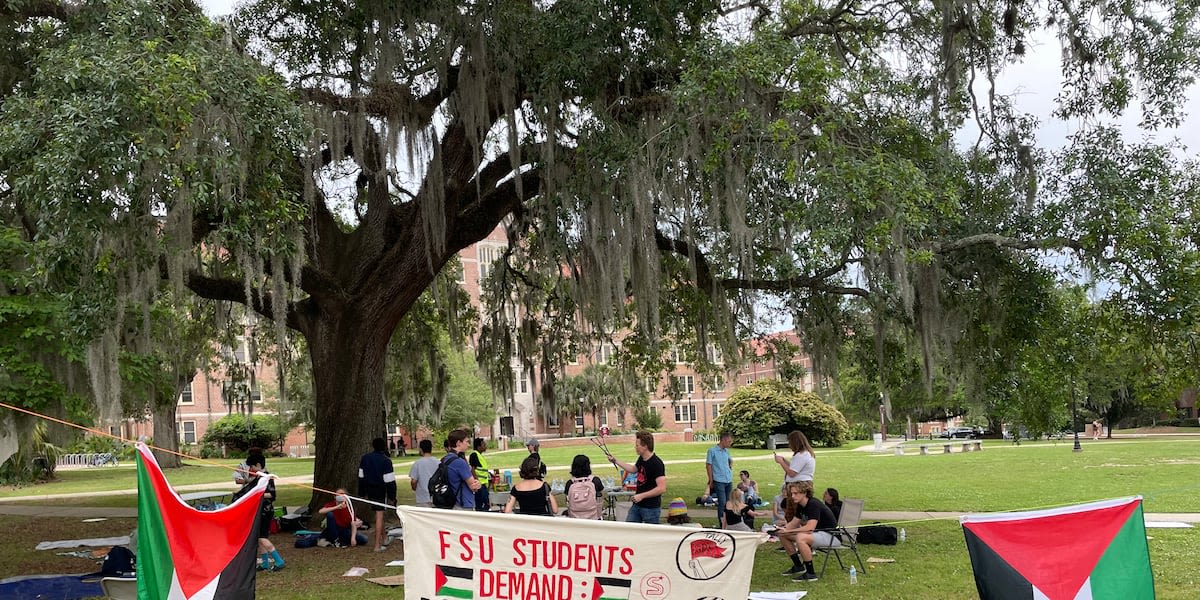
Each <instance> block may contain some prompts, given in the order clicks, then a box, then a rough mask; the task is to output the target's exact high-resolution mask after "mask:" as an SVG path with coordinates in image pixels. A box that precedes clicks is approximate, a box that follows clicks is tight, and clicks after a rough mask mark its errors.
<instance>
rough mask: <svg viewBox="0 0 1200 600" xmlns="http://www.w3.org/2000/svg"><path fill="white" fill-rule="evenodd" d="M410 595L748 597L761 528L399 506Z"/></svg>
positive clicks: (742, 597) (721, 598)
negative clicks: (671, 525) (513, 514)
mask: <svg viewBox="0 0 1200 600" xmlns="http://www.w3.org/2000/svg"><path fill="white" fill-rule="evenodd" d="M398 512H400V517H401V520H403V522H404V600H443V599H446V600H450V599H454V600H462V599H496V600H666V599H672V600H700V599H704V600H742V599H744V598H746V596H748V595H749V593H750V575H751V572H752V571H754V554H755V550H756V548H757V546H758V544H760V542H761V541H762V538H763V535H762V534H758V533H749V532H726V530H721V529H696V528H690V527H672V526H652V524H637V523H614V522H612V521H590V520H582V518H565V517H533V516H524V515H504V514H498V512H469V511H461V510H439V509H424V508H416V506H400V508H398Z"/></svg>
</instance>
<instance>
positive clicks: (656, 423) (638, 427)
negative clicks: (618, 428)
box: [634, 407, 662, 431]
mask: <svg viewBox="0 0 1200 600" xmlns="http://www.w3.org/2000/svg"><path fill="white" fill-rule="evenodd" d="M634 425H635V426H636V427H637V431H660V430H661V428H662V415H661V414H659V412H658V410H655V409H653V408H650V407H646V408H643V409H640V410H635V412H634Z"/></svg>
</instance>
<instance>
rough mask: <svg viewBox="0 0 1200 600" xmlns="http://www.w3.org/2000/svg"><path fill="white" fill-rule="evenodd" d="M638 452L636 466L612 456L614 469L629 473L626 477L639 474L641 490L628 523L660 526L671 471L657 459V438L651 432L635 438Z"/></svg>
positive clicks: (642, 433)
mask: <svg viewBox="0 0 1200 600" xmlns="http://www.w3.org/2000/svg"><path fill="white" fill-rule="evenodd" d="M634 451H635V452H637V462H635V463H634V464H630V463H628V462H620V461H618V460H617V457H616V456H612V455H610V456H608V462H611V463H612V464H613V466H616V467H620V468H622V469H625V473H630V474H635V473H636V474H637V487H635V488H634V496H632V497H631V498H630V500H632V503H634V505H632V506H630V508H629V516H628V517H626V518H625V521H626V522H630V523H659V522H661V520H662V494H664V493H666V491H667V468H666V466H665V464H662V458H659V457H658V456H655V455H654V436H653V434H652V433H650V432H648V431H640V432H637V434H636V436H635V437H634Z"/></svg>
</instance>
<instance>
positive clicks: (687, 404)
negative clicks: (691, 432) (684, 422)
mask: <svg viewBox="0 0 1200 600" xmlns="http://www.w3.org/2000/svg"><path fill="white" fill-rule="evenodd" d="M674 409H676V410H674V413H676V414H674V416H676V422H696V404H695V403H690V402H679V403H677V404H676V406H674ZM689 415H690V416H691V419H688V416H689Z"/></svg>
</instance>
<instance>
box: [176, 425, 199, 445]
mask: <svg viewBox="0 0 1200 600" xmlns="http://www.w3.org/2000/svg"><path fill="white" fill-rule="evenodd" d="M179 443H180V444H194V443H196V421H180V422H179Z"/></svg>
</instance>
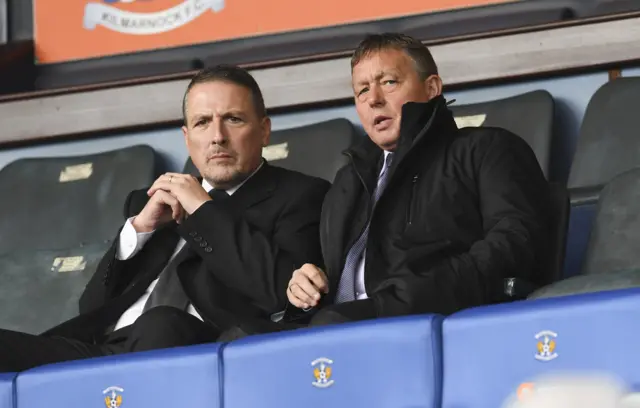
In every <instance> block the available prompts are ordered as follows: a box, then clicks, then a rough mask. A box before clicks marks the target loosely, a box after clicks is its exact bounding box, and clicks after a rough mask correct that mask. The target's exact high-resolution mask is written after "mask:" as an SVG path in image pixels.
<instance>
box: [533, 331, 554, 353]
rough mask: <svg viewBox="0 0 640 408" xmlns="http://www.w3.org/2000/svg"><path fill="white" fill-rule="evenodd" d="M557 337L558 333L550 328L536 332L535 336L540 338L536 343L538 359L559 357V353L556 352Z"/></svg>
mask: <svg viewBox="0 0 640 408" xmlns="http://www.w3.org/2000/svg"><path fill="white" fill-rule="evenodd" d="M557 337H558V334H557V333H554V332H552V331H550V330H543V331H541V332H540V333H538V334H536V336H535V338H536V340H538V343H537V344H536V348H537V351H536V354H535V357H536V360H539V361H551V360H553V359H554V358H556V357H558V353H556V342H557V340H556V338H557Z"/></svg>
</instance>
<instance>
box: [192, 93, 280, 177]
mask: <svg viewBox="0 0 640 408" xmlns="http://www.w3.org/2000/svg"><path fill="white" fill-rule="evenodd" d="M186 107H187V110H186V112H187V124H186V126H183V127H182V131H183V132H184V137H185V141H186V144H187V150H188V151H189V156H191V160H192V161H193V164H194V165H195V166H196V167H197V168H198V170H199V171H200V174H201V175H202V177H204V179H205V180H207V181H208V182H209V183H211V184H212V185H213V186H214V187H216V188H229V187H233V186H234V185H236V184H238V183H240V182H241V181H242V180H244V179H245V178H246V177H248V176H249V175H251V173H252V172H253V171H254V170H255V169H256V168H257V167H258V166H259V165H260V162H261V160H262V147H263V146H266V145H267V144H268V142H269V136H270V134H271V122H270V120H269V118H268V117H266V116H261V115H259V114H258V113H257V112H256V110H255V108H254V105H253V100H252V97H251V91H250V90H249V89H247V88H245V87H243V86H240V85H236V84H234V83H231V82H225V81H213V82H206V83H202V84H197V85H195V86H194V87H193V88H191V90H190V91H189V95H188V96H187V106H186Z"/></svg>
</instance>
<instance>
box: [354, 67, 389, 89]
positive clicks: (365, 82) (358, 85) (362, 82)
mask: <svg viewBox="0 0 640 408" xmlns="http://www.w3.org/2000/svg"><path fill="white" fill-rule="evenodd" d="M385 75H397V72H396V71H393V70H390V71H380V72H378V73H377V74H376V75H375V76H374V77H373V79H374V80H376V81H379V80H381V79H382V78H383V77H384V76H385ZM368 83H369V81H368V80H362V81H359V82H358V83H356V86H362V85H367V84H368Z"/></svg>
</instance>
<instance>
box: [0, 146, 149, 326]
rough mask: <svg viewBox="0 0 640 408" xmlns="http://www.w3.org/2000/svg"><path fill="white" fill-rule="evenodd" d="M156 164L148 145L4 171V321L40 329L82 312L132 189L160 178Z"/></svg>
mask: <svg viewBox="0 0 640 408" xmlns="http://www.w3.org/2000/svg"><path fill="white" fill-rule="evenodd" d="M155 166H156V154H155V152H154V150H153V149H152V148H151V147H149V146H145V145H141V146H133V147H127V148H123V149H119V150H114V151H110V152H104V153H99V154H93V155H86V156H74V157H50V158H32V159H20V160H16V161H14V162H12V163H10V164H9V165H7V166H6V167H5V168H3V169H2V170H0V190H2V191H3V192H10V194H4V193H3V199H2V200H0V213H1V214H4V215H3V216H2V217H0V310H2V313H0V327H2V328H4V329H11V330H17V331H23V332H27V333H33V334H37V333H40V332H42V331H44V330H46V329H49V328H50V327H53V326H55V325H56V324H58V323H61V322H62V321H64V320H67V319H69V318H71V317H74V316H76V315H77V314H78V300H79V298H80V295H81V293H82V291H83V290H84V288H85V286H86V284H87V282H88V281H89V279H90V277H91V276H92V275H93V273H94V272H95V270H96V266H97V264H98V262H99V261H100V259H101V258H102V256H103V255H104V253H105V252H106V251H107V249H108V248H109V246H110V245H111V243H112V241H113V239H114V237H115V236H116V234H117V232H118V230H119V228H120V227H121V226H122V224H123V223H124V215H123V203H124V201H125V199H126V197H127V195H128V194H129V192H131V191H132V190H134V189H140V188H145V187H148V186H150V185H151V183H153V181H154V179H155Z"/></svg>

## Brief
Transcribe each line of the data above, unaltered, from the one where "positive clicks: (365, 82)" appears to the one where "box: [0, 146, 149, 326]" appears, inclusive of both.

## Exercise response
positive clicks: (365, 82) (358, 85) (362, 82)
mask: <svg viewBox="0 0 640 408" xmlns="http://www.w3.org/2000/svg"><path fill="white" fill-rule="evenodd" d="M385 75H397V72H396V71H393V70H390V71H380V72H378V73H377V74H376V75H375V76H374V77H373V79H374V80H376V81H379V80H381V79H382V78H383V77H384V76H385ZM368 83H369V81H368V80H362V81H359V82H358V83H356V86H362V85H367V84H368Z"/></svg>
</instance>
<instance>
box: [0, 146, 149, 326]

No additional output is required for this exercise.